[记录]
============================================================
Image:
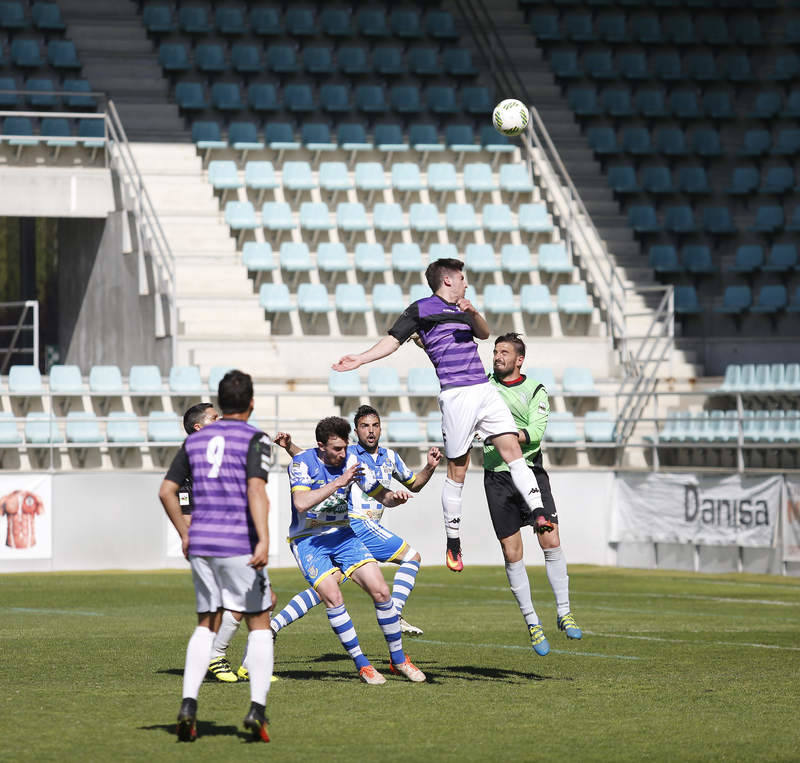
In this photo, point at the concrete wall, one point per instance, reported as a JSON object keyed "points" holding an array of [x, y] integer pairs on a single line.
{"points": [[103, 318]]}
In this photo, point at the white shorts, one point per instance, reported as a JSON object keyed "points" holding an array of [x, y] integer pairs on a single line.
{"points": [[470, 410], [229, 582]]}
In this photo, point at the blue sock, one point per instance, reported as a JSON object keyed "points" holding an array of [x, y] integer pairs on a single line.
{"points": [[343, 627], [295, 609], [389, 621], [403, 584]]}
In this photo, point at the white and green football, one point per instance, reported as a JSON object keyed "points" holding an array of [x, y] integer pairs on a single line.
{"points": [[510, 117]]}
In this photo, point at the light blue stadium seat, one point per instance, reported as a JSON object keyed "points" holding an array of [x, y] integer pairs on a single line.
{"points": [[332, 258], [406, 177], [387, 299], [370, 258], [66, 380], [384, 381], [573, 299], [599, 426], [403, 428], [185, 381], [223, 175], [344, 383], [554, 259], [351, 298], [295, 257], [41, 429], [442, 177], [561, 428], [83, 428], [351, 217], [577, 380], [24, 380], [534, 219], [423, 382], [9, 434], [313, 298], [497, 219], [164, 427], [499, 299], [314, 216], [145, 380], [388, 218], [105, 380], [274, 298], [277, 216], [297, 177], [333, 177]]}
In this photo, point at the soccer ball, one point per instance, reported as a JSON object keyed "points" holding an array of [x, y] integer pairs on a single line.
{"points": [[510, 117]]}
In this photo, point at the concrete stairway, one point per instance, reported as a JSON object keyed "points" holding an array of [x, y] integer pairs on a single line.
{"points": [[119, 60]]}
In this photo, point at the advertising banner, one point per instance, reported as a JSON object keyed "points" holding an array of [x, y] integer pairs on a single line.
{"points": [[707, 511], [26, 516]]}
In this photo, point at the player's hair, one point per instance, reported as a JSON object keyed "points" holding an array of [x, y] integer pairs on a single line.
{"points": [[364, 410], [195, 415], [513, 339], [235, 392], [434, 273], [332, 426]]}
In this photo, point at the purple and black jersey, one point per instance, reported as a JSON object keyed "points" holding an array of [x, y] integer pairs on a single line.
{"points": [[448, 337], [219, 459]]}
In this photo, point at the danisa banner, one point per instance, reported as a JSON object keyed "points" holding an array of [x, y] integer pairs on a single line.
{"points": [[791, 522], [26, 517], [707, 511]]}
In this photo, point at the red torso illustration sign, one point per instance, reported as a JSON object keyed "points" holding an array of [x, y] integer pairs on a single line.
{"points": [[21, 508]]}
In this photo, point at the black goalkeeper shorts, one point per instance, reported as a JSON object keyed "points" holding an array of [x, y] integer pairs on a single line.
{"points": [[508, 509]]}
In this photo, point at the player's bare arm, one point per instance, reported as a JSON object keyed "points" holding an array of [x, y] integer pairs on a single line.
{"points": [[385, 346], [259, 510], [168, 495], [424, 474], [306, 499]]}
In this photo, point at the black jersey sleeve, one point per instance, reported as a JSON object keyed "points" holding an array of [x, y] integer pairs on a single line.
{"points": [[406, 324], [259, 456], [179, 470]]}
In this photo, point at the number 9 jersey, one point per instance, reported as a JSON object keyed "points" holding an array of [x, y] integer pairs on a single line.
{"points": [[220, 458]]}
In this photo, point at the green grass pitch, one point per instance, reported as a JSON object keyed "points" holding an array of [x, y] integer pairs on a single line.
{"points": [[672, 666]]}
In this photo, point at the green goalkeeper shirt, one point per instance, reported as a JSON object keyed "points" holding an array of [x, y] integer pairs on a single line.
{"points": [[530, 407]]}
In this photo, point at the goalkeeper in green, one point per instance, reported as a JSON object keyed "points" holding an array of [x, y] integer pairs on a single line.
{"points": [[530, 407]]}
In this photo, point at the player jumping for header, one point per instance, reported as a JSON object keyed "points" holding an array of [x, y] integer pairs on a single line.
{"points": [[448, 324]]}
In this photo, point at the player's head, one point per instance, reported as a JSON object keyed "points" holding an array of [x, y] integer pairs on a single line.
{"points": [[367, 422], [332, 434], [235, 393], [199, 416], [447, 275], [508, 356]]}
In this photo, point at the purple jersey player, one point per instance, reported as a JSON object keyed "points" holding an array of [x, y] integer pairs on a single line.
{"points": [[226, 544], [447, 325]]}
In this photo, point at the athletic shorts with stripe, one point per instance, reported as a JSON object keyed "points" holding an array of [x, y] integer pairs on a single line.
{"points": [[507, 508]]}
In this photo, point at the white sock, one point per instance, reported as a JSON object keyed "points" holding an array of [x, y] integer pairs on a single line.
{"points": [[521, 588], [227, 630], [451, 507], [198, 655], [260, 660], [525, 483], [555, 565]]}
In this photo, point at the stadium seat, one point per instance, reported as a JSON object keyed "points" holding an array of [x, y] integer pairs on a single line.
{"points": [[771, 299], [145, 380], [735, 300], [164, 427], [105, 380], [41, 429], [274, 298], [257, 257], [24, 380]]}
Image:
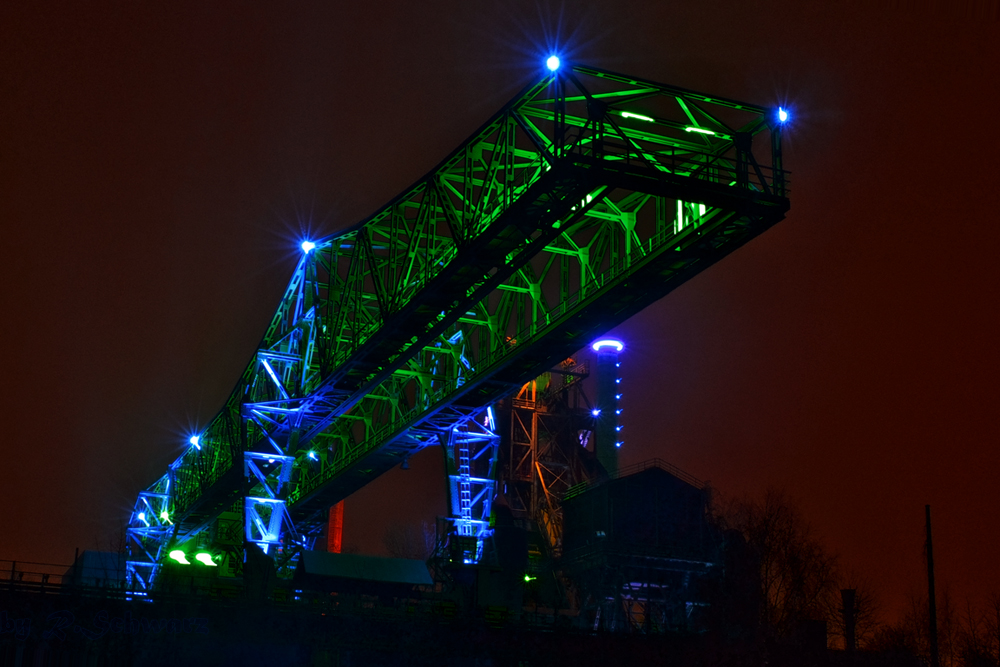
============================================================
• **任务要求**
从上面的数据中摘出所有含有“concrete”一词的行，逐行照原文列出。

• **参考解答**
In this photo, point at the concrete wall, one point per instance, reported as a JSON object keyed "points" holding an array of [x, y] integer pairs on a single line.
In this photo, point at the concrete stairway, one point per instance, reported as a JSON object keyed "points" holding an array of [x, y] integer pairs on a single line.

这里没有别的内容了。